Text to read:
○ ○ ○ ○ ○

The CUDA-to-AMD Table I Kept Open While Writing AMD Kernels

A cleaned-up reference I made for myself so I could stop context-switching between CUDA naming and ROCm/HIP naming every ten minutes.

While writing AMD kernels, I kept tripping over the same translations. Not because HIP is unreadable, but because years of CUDA vocabulary are sticky. Shared memory becomes LDS. Warps become wavefronts. Warp masks become 64-bit. Some things map cleanly, and some absolutely do not.

So I made myself a table. I did not need every row every day, but having the whole thing nearby was still useful. It let me keep writing instead of bouncing between docs, API comparison pages, compiler notes, and half-remembered forum answers.

This is the version I would actually put on a second monitor: the rows I reached for most, the ones that changed how I wrote code, and the ones where assuming a perfect one-to-one mapping would have been a mistake.

The missing layer on my first pass was the lower-level vocabulary: gfx90a, gfx942, v_mfma_*, VGPR, SGPR, EXEC, and s_waitcnt. Those are the words that start showing up as soon as the abstraction leaks.

○ ○ ○ ○ ○

Supplied data:
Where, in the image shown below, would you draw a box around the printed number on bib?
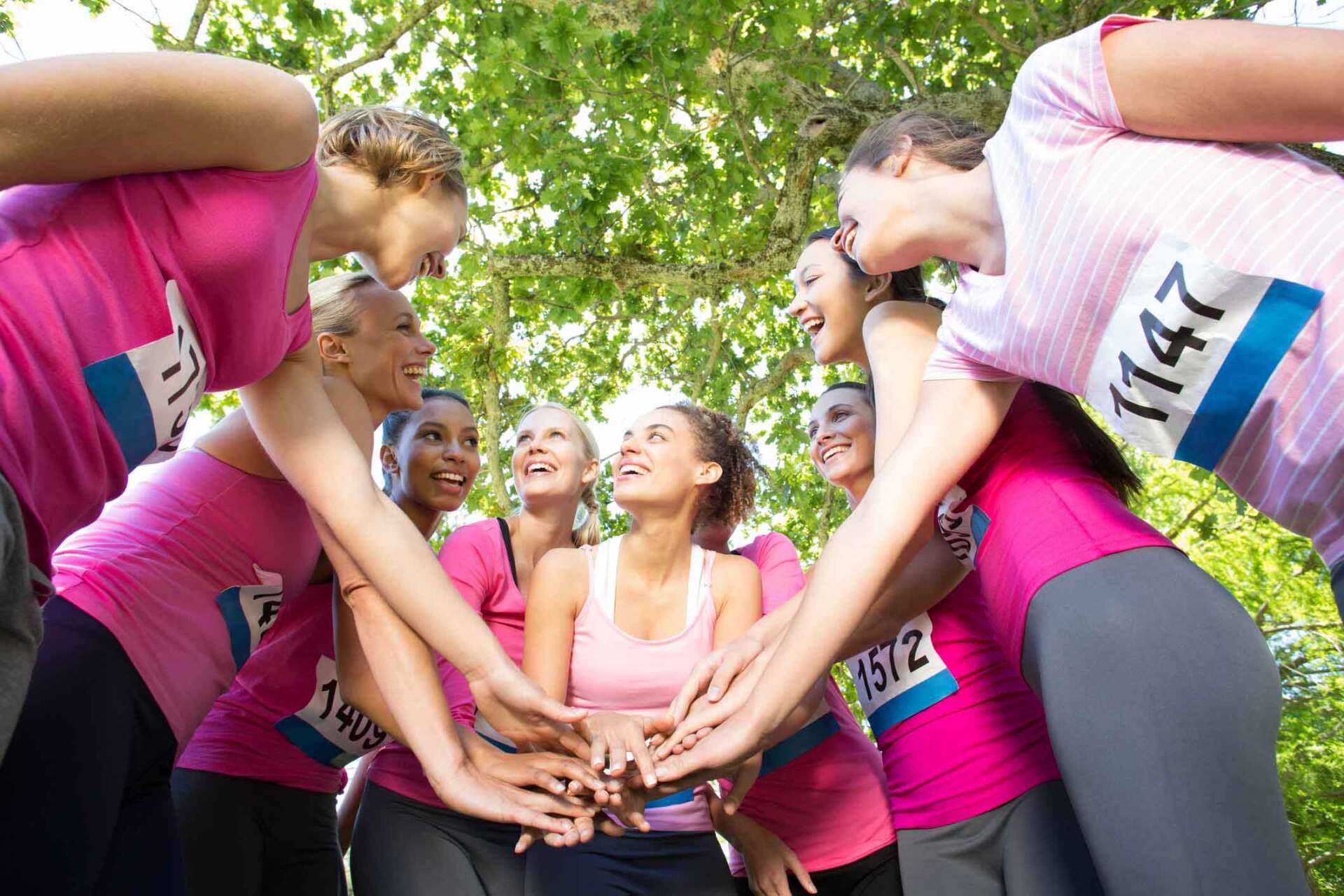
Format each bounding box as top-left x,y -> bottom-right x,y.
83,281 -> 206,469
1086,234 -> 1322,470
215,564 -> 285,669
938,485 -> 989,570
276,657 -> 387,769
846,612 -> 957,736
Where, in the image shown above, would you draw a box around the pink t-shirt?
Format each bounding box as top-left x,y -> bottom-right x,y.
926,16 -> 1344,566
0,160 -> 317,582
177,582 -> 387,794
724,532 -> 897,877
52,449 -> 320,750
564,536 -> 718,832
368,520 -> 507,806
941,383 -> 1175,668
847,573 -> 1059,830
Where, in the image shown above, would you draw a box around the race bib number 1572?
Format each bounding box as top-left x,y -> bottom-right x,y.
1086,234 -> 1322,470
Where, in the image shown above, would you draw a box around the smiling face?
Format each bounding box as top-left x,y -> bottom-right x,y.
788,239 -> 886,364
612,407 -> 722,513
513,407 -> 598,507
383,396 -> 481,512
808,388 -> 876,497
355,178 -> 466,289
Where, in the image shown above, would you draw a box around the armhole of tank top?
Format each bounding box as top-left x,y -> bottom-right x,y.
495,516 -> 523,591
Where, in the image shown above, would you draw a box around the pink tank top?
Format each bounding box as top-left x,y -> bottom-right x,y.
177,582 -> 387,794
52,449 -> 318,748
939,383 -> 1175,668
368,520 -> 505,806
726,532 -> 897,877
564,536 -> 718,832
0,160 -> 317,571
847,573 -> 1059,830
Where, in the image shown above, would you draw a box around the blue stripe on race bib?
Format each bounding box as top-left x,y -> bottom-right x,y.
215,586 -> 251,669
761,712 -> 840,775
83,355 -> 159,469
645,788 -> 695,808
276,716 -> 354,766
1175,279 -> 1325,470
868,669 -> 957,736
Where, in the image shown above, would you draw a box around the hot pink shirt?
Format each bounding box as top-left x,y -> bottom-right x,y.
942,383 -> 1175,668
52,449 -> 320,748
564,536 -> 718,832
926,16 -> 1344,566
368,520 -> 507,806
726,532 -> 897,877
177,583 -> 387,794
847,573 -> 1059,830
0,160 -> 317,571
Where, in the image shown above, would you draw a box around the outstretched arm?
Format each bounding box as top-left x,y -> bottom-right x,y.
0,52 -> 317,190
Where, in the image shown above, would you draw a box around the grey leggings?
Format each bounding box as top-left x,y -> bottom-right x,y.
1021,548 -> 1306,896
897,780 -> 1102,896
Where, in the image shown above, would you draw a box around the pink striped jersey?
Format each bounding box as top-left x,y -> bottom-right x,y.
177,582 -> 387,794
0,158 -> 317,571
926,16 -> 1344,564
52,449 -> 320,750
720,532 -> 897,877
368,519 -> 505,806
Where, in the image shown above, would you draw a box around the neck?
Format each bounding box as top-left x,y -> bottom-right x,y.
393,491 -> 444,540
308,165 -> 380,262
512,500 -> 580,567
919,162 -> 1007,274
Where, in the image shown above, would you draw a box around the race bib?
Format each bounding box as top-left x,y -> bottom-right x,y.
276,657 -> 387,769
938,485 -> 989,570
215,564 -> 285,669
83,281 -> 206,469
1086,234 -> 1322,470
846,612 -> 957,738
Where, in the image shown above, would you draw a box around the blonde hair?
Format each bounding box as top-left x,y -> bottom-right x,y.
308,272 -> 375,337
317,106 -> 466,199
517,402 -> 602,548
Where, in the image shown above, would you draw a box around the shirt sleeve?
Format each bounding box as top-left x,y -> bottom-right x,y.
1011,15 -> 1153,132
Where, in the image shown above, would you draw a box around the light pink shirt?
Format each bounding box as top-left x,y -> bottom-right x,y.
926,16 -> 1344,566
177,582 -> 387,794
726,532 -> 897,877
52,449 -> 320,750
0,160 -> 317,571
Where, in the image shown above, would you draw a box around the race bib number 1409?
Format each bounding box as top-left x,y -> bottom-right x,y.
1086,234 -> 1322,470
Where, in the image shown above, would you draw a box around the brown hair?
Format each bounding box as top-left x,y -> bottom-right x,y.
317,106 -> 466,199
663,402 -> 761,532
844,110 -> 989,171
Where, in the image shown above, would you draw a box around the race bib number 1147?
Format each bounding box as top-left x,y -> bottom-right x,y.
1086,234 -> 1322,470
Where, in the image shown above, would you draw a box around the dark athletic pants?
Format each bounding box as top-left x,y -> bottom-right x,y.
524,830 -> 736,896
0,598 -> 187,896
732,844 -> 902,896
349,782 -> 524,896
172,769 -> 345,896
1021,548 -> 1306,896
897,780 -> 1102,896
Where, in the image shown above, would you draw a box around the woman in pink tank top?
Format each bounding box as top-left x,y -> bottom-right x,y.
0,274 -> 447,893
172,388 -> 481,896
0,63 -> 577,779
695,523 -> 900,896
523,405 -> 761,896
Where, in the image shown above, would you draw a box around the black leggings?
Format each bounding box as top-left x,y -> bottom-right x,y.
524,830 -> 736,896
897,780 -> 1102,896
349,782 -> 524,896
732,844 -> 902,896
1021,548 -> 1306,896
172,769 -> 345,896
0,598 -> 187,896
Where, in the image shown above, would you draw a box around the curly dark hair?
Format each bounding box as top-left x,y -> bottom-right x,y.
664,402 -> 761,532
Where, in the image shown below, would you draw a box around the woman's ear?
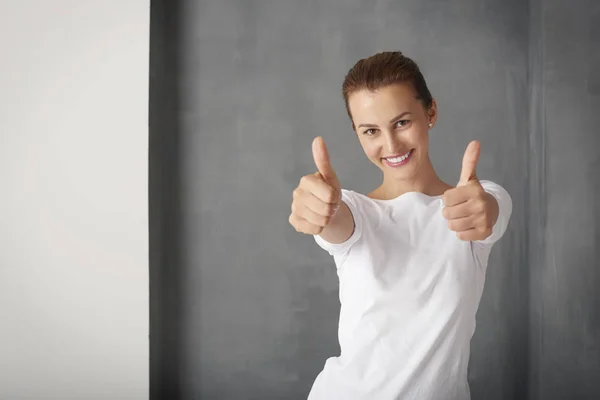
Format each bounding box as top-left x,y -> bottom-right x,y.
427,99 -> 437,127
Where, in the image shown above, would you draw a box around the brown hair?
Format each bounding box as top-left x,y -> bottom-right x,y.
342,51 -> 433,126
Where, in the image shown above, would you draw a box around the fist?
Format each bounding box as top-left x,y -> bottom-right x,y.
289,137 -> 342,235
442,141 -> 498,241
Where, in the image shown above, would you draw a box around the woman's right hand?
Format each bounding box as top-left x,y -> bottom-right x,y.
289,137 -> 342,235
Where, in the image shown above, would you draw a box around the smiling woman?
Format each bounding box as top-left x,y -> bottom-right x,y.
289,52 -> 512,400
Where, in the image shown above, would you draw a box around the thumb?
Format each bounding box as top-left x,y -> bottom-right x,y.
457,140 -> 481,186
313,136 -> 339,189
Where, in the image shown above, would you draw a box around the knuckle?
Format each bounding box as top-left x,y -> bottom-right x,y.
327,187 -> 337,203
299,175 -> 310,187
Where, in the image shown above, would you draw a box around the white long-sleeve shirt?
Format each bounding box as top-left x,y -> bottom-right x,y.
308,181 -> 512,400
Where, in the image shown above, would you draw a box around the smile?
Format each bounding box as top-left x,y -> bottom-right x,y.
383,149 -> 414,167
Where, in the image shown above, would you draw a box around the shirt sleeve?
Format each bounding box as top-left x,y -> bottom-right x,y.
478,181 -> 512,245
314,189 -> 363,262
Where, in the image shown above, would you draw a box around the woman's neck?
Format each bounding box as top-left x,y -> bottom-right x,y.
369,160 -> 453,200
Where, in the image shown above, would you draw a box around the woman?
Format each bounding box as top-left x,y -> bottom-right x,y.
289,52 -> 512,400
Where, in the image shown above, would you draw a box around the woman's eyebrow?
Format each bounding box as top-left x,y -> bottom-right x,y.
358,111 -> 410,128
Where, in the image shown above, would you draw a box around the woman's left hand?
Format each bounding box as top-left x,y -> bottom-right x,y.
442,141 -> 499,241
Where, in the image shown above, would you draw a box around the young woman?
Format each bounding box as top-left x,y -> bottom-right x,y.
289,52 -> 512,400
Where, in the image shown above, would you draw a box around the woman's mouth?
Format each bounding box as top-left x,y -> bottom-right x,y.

○ ○ ○ ○ ○

What is asked:
[a] Answer these from the text on CUDA-to-AMD naming:
(i) What does shared memory become on the AMD side?
(ii) Where would the writer actually put this version of the table?
(iii) Which two gfx names appear in the lower-level vocabulary that was missing on the first pass?
[b] Repeat word for word the part of the text on CUDA-to-AMD naming that opens with the words containing "This is the" and closes with "the abstraction leaks.".
The rows aren't needed for any of this.

Answers for the exercise:
[a]
(i) LDS
(ii) On a second monitor
(iii) gfx90a and gfx942

[b]
This is the version I would actually put on a second monitor: the rows I reached for most, the ones that changed how I wrote code, and the ones where assuming a perfect one-to-one mapping would have been a mistake.

The missing layer on my first pass was the lower-level vocabulary: gfx90a, gfx942, v_mfma_*, VGPR, SGPR, EXEC, and s_waitcnt. Those are the words that start showing up as soon as the abstraction leaks.